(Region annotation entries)

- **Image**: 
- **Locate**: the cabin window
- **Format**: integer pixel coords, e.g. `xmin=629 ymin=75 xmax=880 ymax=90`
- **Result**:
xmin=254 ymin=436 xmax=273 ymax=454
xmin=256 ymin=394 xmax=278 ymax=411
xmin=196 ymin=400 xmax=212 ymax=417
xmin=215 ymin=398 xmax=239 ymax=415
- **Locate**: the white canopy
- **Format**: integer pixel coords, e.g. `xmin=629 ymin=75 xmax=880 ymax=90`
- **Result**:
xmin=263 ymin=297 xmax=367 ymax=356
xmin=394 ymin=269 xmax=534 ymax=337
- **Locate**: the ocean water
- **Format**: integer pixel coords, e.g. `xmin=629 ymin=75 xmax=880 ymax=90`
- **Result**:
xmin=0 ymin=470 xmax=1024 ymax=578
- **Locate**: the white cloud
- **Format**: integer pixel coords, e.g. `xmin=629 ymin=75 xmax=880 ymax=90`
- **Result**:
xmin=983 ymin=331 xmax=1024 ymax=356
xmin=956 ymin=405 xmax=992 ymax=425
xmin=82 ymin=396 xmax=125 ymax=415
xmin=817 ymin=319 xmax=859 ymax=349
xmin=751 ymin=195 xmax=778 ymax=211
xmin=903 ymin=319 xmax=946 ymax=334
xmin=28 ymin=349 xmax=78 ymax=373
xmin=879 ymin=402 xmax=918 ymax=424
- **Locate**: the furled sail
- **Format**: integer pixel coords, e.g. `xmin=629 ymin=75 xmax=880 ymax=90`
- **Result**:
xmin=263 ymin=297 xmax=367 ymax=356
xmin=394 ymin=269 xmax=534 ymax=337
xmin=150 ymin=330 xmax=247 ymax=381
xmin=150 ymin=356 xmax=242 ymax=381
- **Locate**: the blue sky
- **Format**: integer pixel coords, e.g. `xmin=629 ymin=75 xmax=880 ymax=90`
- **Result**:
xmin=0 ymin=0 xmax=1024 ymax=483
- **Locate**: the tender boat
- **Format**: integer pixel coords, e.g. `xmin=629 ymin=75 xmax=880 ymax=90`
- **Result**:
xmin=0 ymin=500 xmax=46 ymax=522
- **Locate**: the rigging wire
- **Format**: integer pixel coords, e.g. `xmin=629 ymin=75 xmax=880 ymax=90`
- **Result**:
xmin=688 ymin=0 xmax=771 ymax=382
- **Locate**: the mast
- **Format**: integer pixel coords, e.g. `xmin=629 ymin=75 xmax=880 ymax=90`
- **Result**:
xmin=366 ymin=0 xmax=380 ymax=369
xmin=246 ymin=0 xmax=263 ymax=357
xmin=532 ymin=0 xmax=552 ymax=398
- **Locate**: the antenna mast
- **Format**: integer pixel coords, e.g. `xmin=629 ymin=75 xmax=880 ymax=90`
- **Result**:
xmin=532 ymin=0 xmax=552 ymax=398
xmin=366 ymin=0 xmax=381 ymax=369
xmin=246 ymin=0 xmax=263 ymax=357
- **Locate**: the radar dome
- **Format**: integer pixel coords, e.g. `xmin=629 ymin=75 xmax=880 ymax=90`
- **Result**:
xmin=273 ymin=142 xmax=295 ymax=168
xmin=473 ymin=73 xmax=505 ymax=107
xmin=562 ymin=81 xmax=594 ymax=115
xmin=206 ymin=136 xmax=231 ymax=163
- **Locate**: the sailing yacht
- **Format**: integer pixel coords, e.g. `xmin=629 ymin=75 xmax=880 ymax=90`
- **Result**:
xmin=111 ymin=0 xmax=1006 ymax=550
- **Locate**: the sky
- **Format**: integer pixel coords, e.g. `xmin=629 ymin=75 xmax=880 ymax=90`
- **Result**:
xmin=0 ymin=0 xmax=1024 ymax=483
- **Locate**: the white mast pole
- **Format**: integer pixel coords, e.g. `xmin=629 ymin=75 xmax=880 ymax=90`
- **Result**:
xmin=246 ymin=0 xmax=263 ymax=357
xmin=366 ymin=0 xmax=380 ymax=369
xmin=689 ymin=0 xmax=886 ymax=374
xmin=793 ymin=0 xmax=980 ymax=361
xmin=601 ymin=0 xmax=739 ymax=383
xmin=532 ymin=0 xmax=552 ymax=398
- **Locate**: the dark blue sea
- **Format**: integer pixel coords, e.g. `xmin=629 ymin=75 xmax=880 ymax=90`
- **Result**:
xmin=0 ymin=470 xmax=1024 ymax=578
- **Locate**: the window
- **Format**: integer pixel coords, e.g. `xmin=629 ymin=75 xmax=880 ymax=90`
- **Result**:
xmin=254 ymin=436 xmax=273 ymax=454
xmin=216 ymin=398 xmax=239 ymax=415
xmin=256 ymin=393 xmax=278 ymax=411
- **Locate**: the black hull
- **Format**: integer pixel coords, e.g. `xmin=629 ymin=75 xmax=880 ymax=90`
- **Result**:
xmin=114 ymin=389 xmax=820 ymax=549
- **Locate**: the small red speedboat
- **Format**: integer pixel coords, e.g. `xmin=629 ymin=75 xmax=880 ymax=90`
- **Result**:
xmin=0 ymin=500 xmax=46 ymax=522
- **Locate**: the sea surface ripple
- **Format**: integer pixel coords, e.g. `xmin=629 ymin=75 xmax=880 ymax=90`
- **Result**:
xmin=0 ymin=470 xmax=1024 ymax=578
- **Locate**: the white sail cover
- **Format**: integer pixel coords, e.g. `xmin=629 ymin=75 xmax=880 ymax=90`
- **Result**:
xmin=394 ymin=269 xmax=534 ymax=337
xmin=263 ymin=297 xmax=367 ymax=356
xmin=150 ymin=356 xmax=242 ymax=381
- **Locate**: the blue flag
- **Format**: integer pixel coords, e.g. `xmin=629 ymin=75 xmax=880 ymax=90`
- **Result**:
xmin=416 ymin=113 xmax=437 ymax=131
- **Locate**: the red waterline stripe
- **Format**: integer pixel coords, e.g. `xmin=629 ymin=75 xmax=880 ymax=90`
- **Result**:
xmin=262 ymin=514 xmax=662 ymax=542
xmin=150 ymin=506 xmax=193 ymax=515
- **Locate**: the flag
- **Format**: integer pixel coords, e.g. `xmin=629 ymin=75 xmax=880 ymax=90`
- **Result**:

◆ YOUR GOAL ◆
Can you update the listing lines between the line holding "- **Locate**: the red waterline stripe" and the line holding "xmin=150 ymin=506 xmax=193 ymax=515", inclusive, by replacing "red" with "crimson" and leaving everything else unchanged?

◆ SOLVED PROBLEM ◆
- **Locate**: the crimson waterline stripe
- **Format**: integer pixel coords, e.g. `xmin=629 ymin=75 xmax=880 ymax=90`
- **Result**:
xmin=262 ymin=514 xmax=662 ymax=542
xmin=150 ymin=506 xmax=193 ymax=515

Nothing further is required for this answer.